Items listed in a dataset
►
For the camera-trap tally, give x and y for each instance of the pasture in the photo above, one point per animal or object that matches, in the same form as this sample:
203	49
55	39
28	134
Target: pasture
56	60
◄
■ **To do**: Repeat every record above exactly as it appears.

■ **Answer to this task**:
For the camera-trap tally, give x and y for each instance of the pasture in the photo above, one point per animal or object that matches, in the same form as this sample:
203	49
55	39
28	134
Target: pasture
56	60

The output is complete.